Vacina e política

Vacina e política - Divulgação/Governo de SP


Vacinas, por princípio, deveriam ser tratadas como uma questão científica e técnica e não ideológica. Científica por envolver pesquisas, investimentos públicos e privados, aferição de resultados, publicações e uma extrema precaução na condução conjunta de todos estes fatores. Técnica por dizer respeito a como se concretiza essa pesquisa através de procedimentos visando à produção em massa de seus resultados, além, evidentemente, de todo um sistema de conservação das vacinas e de sua aplicação em todos os recantos do país.


Tal procedimento não pode, então, estar subordinado a concepções ideológicas que de ciência nada sabem, visando apenas impor uma mentalidade política, de poder, desvencilhada de qualquer preocupação verdadeira para com o bem público. No sentido nobre da política, a vacina e campanhas de vacinação deveriam estar voltadas para a saúde de todos, evitando e controlando pandemias e diferentes formas de contaminação coletiva.

Exemplo Bolsonaro. Enquanto exemplo de um comportamento ideológico de tratamento da vacina, temos o presidente Bolsonaro, que tudo faz em seus discursos e manifestações para posicionar-se contra a vacina contra o COVID. Inventou um tal de tratamento precoce que foi propagandeado por todo o país, desperdiçando recursos públicos com medicamentos reconhecidamente ineficazes para tal doença. Primeiro, a minimizou como se fosse uma gripezinha qualquer e não cansou durante este doloroso período de pronunciar-se contra a ciência. O negacionismo foi a sua marca. Segundo, os resultados foram catastróficos, tendo o país agora chegado a mais de 621 mil mortos. Não fosse o SUS e as compras de vacinas que o próprio governo propiciou, contrariamente à sua própria narrativa, a situação poderia ter sido ainda pior. Chegou, inclusive, a retardar a compra de vacinas. Procurou de todas as maneiras impor a sua concepção da política, de fato voltada para a morte e não para a conservação da vida.

#### SEÇÃO DE DADOS
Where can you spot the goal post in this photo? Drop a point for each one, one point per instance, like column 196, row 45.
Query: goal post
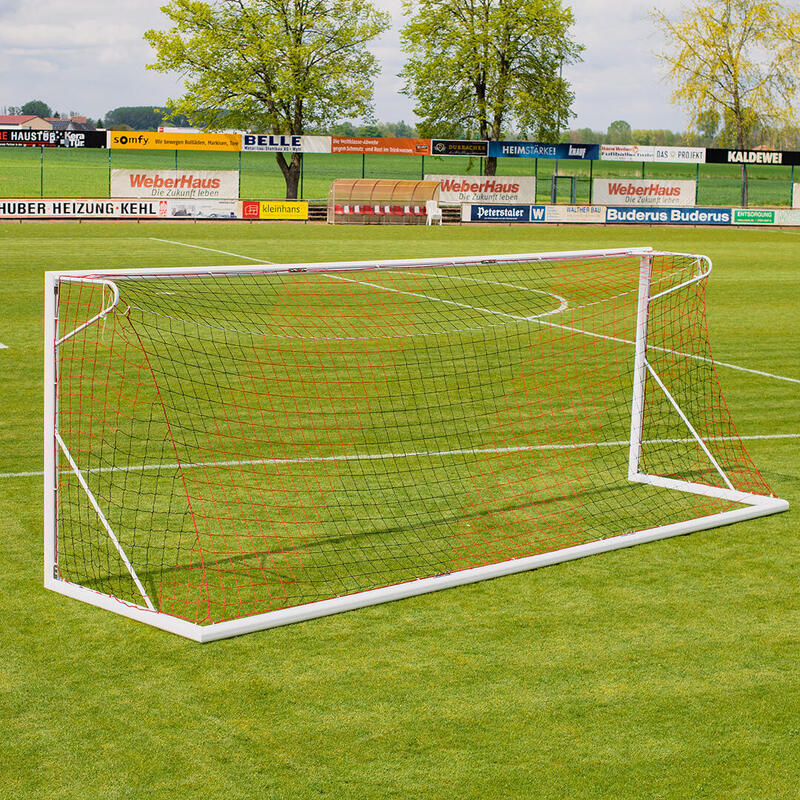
column 229, row 449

#### INSTRUÇÃO DE TRABALHO
Devolva, sem nenhuma alteração, o trecho do texto sobre vacina e política que vai de "Vacina e política - Divulgação/Governo" até "recantos do país.". As linhas acima não são necessárias.

#### RESPOSTA FINAL
Vacina e política - Divulgação/Governo de SP


Vacinas, por princípio, deveriam ser tratadas como uma questão científica e técnica e não ideológica. Científica por envolver pesquisas, investimentos públicos e privados, aferição de resultados, publicações e uma extrema precaução na condução conjunta de todos estes fatores. Técnica por dizer respeito a como se concretiza essa pesquisa através de procedimentos visando à produção em massa de seus resultados, além, evidentemente, de todo um sistema de conservação das vacinas e de sua aplicação em todos os recantos do país.